Data in this exercise:
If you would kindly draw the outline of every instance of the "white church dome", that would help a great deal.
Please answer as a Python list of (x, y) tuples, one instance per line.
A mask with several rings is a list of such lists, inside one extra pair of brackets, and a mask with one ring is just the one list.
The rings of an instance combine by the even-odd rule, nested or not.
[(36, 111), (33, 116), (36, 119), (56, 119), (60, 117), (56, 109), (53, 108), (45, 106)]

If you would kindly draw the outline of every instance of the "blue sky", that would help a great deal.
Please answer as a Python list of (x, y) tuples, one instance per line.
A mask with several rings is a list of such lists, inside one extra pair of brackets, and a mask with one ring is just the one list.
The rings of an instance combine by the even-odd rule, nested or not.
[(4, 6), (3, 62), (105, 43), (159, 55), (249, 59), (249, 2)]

Task objective:
Write out all of the material above again, requests included, and multiply every coordinate in the answers by 1.7, rounding each result to a whole number with halves rounded up.

Response for this exercise:
If you would kindly draw the outline of every instance of the "white church dome", that would help a great deal.
Please answer as a Python list of (x, y) tuples, one instance per line.
A mask with several rings is a list of such lists, inside one extra pair of brackets, and a mask with one ring is just the one list.
The rings of an instance combine by the even-odd rule, nested or not.
[(61, 189), (56, 197), (61, 202), (95, 202), (102, 199), (95, 185), (90, 184), (77, 180)]

If you would kindly draw the outline of every instance of the "blue sky", that would help a great deal.
Please answer as a Python list of (x, y) tuples, one instance per line.
A mask with several rings is a list of such lists, inside one extra pair of brackets, and a mask with one ring is just the one list.
The rings of an instance combine by the even-odd rule, nested or not.
[(7, 10), (5, 105), (179, 73), (270, 94), (423, 100), (423, 3)]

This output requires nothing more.